In all observed NIS countries there is a constitutional right of each person to appeal to the court decisions, actions and failure to act of state bodies, local authorities and public officials (i.e. common legal standing) and the right to compensation for damages from the state government or local authorities for physical and moral damages caused by unlawful decisions, actions and inactivity of state bodies and local authorities or their officials.
The Constitution of Moldova does not guarantee the right to go to court over denial of access to environmental information or failure to allow public participation on environmental issues; however, the provisions of the Constitution of Moldova stipulating the right to go to court are applicable to any violation of rights, freedoms and lawful interests of a person.
The constitutional provisions guaranteeing the right to an environment that is safe for the health and life of citizens, the right to free access to environmental information, and the right to court protection of citizens' rights (i.e. legal standing) were successfully used in arguments in a Ukrainian case. The suit, brought to court by the NGO Ecopravo-Lviv on behalf of 265 citizens, prevented the city council and the commercial firm Astra from cutting down trees and constructing a residential building on the territory of a city park. The suit was grounded on Articles 50 and 55 of the Constitution of Ukraine and on some other norms. (For more information on this case, see the conclusions and recommendations section of the Ukrainian report.)
A similar case yielded different results in Armenia. Although the Constitution of Armenia does not stipulate environmental rights, the constitutional provisions on state protection and reproduction of natural resources, on the right to receive and disseminate information and on the right of citizens to legal protection by the court were used as arguments in case brought before the court in July 1997. The NGO EPAC filed the suit on behalf of the residents of the district adjacent to the Victory Park in the city of Yerevan. The residents wanted the court to reverse the mayor's decision to allow a group of public officials to build private houses on the territory of the park. The court ignored these arguments and the houses were built.
As shown in Table 10 and in the other tables presented throughout the reports, there is no administrative standing in administrative decisionmaking processes in Armenia and Belarus. Interested and affected individuals can participate in administrative decisionmaking in Moldova, Russia and Ukraine as well as interested or affected NGOs.
| TABLE 10: Administrative Standing | ||||
|---|---|---|---|---|
| Individuals | NGOs | |||
| All | Affected | All | Affected | |
In the administrative decisionmaking process |
||||
| Armenia | - | - | - | - |
| Belarus | - | - | - | - |
| Moldova | - | x | - | x |
| Russia | - | x | - | x |
| Ukraine | - | x | - | x |
In the administrative appeal of an administrative decision |
||||
| Armenia | x | x | x | x |
| Belarus | x | x | x | - |
| Moldova | - | x | - | x |
| Russia | - | x | - | x |
| Ukraine | - | x | - | x |
For example, the Law on Protection of the Natural Environment of Ukraine gives NGOs the right to create special public environmental funds; to participate with the special state authorities in carrying out control of implementation of environmental legislation, environmental plans and measures by enterprises, institutions and organizations; to make proposals to certain state bodies about the creation of specially protected areas; to carry out public environmental expertise; to initiate local and national referenda on issues related to environmental protection and usage of natural resources; to sue in court for compensation of damages caused by environmental violations, including the damage to the health of their members and the property of the NGO.
===============
REQUIREMENT –
Write the next part of the text on legal standing in environmental matters, picking up after its final sentence. The records that come next have no connection to the text on legal standing in environmental matters.

Bounding-box annotation entries
===============
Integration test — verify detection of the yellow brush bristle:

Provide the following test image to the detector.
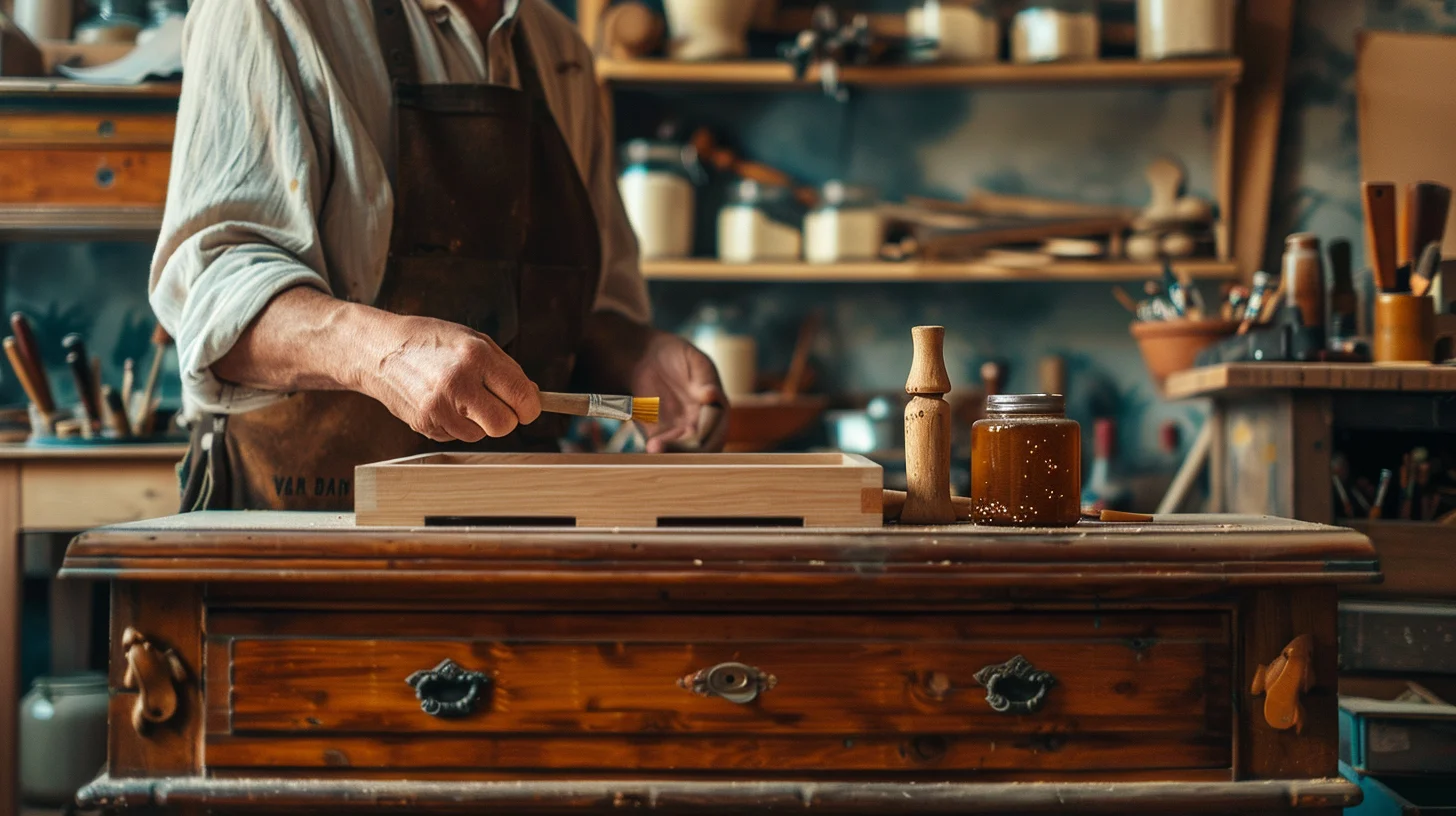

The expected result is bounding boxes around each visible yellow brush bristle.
[632,396,662,425]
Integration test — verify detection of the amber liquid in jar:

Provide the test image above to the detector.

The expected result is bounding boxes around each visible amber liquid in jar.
[971,393,1082,527]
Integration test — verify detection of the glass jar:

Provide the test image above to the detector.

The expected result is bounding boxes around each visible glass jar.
[1010,0,1102,63]
[19,672,109,807]
[971,393,1082,527]
[76,0,146,45]
[906,0,1000,63]
[718,181,804,264]
[804,181,885,264]
[617,138,702,261]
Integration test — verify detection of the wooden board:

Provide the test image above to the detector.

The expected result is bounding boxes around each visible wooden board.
[354,453,884,527]
[1165,363,1456,399]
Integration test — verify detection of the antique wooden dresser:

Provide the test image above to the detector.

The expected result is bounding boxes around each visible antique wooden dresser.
[63,513,1379,816]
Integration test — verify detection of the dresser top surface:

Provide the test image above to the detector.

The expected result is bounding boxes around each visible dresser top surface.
[63,511,1376,586]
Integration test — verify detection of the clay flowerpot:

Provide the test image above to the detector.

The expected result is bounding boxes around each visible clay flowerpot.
[1133,321,1239,388]
[662,0,759,61]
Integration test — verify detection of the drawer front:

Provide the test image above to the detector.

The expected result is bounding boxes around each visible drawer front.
[0,112,176,150]
[207,612,1232,771]
[0,149,172,207]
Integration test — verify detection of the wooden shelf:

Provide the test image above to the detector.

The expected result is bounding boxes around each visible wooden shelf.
[1163,363,1456,402]
[0,77,182,99]
[597,57,1243,87]
[642,258,1238,283]
[0,205,162,238]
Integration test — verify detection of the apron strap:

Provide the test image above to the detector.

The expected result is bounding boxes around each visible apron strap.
[373,0,419,85]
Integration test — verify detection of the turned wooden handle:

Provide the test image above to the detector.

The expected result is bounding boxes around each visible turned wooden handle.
[1251,635,1315,733]
[542,391,591,417]
[121,627,186,736]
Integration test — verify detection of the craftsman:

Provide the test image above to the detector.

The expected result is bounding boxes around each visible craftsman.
[151,0,725,510]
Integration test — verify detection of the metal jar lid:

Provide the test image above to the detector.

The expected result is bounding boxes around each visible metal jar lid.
[986,393,1067,417]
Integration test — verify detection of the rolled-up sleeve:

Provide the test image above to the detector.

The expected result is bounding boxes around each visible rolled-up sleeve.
[150,0,331,412]
[582,59,652,323]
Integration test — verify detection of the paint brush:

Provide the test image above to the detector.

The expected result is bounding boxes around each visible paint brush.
[542,391,661,425]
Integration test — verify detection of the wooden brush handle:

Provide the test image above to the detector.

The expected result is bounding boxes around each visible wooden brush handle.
[542,391,591,417]
[1360,181,1395,291]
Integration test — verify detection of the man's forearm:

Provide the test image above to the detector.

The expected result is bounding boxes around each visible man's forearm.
[213,286,387,392]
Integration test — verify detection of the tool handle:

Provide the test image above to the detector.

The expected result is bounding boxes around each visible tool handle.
[542,391,591,417]
[1360,181,1395,291]
[100,385,131,439]
[66,351,100,430]
[4,337,50,414]
[10,312,55,414]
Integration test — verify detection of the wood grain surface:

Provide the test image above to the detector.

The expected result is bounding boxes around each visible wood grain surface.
[208,613,1229,739]
[354,453,884,527]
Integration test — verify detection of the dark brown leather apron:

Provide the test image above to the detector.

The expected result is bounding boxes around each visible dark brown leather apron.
[178,0,601,511]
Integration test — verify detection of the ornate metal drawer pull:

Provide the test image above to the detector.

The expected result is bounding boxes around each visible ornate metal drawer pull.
[405,659,491,718]
[121,627,186,736]
[976,654,1057,714]
[677,663,779,705]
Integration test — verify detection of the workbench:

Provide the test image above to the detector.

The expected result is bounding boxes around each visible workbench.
[61,513,1379,816]
[1165,363,1456,600]
[0,444,185,816]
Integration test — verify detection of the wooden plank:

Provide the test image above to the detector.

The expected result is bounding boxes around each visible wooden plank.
[1235,587,1340,780]
[597,58,1243,87]
[106,583,202,777]
[1344,522,1456,599]
[354,453,884,527]
[20,460,179,532]
[0,149,172,207]
[218,612,1230,737]
[0,463,23,816]
[68,777,1360,816]
[0,112,176,150]
[1165,363,1456,399]
[1223,0,1294,280]
[207,733,1229,774]
[642,258,1238,283]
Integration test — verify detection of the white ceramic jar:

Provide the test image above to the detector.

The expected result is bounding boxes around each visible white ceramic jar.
[662,0,759,61]
[906,0,1000,63]
[804,181,885,264]
[718,181,804,264]
[1010,0,1102,64]
[617,138,697,261]
[1137,0,1236,60]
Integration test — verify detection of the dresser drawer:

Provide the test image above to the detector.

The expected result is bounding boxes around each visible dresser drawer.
[0,149,172,207]
[205,612,1232,772]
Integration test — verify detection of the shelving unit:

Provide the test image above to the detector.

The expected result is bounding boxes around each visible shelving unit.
[577,0,1246,281]
[597,58,1243,89]
[642,258,1238,283]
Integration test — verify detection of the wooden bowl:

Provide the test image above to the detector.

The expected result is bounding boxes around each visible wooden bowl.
[724,393,828,453]
[1131,321,1239,388]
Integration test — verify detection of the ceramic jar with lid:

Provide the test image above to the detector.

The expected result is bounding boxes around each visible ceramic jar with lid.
[1010,0,1102,63]
[1137,0,1236,60]
[804,181,885,264]
[718,179,804,264]
[617,138,702,261]
[19,672,109,807]
[971,393,1082,527]
[906,0,1000,63]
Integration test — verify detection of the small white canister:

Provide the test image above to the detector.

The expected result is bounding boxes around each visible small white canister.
[1137,0,1236,60]
[804,181,885,264]
[617,138,699,261]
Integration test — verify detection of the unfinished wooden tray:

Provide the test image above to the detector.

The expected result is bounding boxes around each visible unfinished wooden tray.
[354,453,884,527]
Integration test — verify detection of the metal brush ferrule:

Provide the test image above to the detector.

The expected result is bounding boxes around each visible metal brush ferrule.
[587,393,632,423]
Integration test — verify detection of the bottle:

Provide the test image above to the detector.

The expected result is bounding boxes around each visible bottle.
[971,393,1082,527]
[1281,232,1325,328]
[1082,417,1133,510]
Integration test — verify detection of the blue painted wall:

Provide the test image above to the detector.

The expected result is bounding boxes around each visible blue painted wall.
[0,0,1456,469]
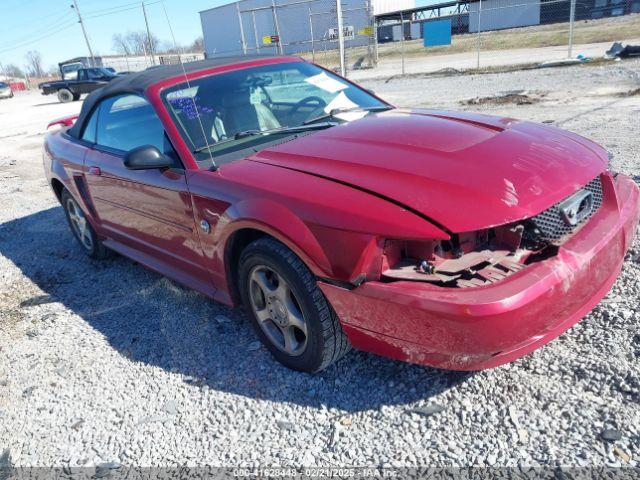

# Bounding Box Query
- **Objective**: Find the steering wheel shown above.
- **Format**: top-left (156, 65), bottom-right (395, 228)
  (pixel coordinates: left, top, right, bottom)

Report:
===============
SOLVED PROBLEM –
According to the legislation of Moldova, Russia and Ukraine, any interested or affected person or NGO has the right to appeal an administrative decision to a higher level authority on the grounds that the lower authority refused to provide information or falsified information or environmental information; or its decision did not follow legal procedure (e.g. allowing an ecologically dangerous facility without comprehensive EIA and environmental expertise, without public hearings, without taking into account public opinion, etc.). In Armenia and Belarus, administrative standing is even more broad: every NGO has a right to appeal administrative decisionmaking.
The Law on Citizens Petitions of Ukraine and similar laws of the other NIS countries (Law on Citizens Petitions in Belarus, Law on the Procedures for Consideration of Suggestions, Applications and Grievances of Citizens in Armenia, Law on Presenting Petitions in Moldova) outline the procedure for complaints about the decisions of state and local authorities, institutions, enterprises, mass media and governmental officials. According to the outlined procedure, complaints are conducted on the basis of appeal to the higher body or official. This does not deprive an individual of the right to appeal to a court. When there is no higher body or person to hear an appeal or if a citizen is not satisfied through the administrative appeals process, the person can take the matter to court.
Officials of state, public and other bodies, enterprises and organizations have an obligation to accept and, in accordance with the scope of their authority, to respond to citizens' suggestions and applications and to take proper actions.
According to the Law on Information of Ukraine, if the state or local authorities or their officials; or political parties, NGOs, mass media, or state organizations that are legal entities commit wrongdoing, such actions are to be challenged to the higher institution or court. Similar provisions exist in the other NIS countries.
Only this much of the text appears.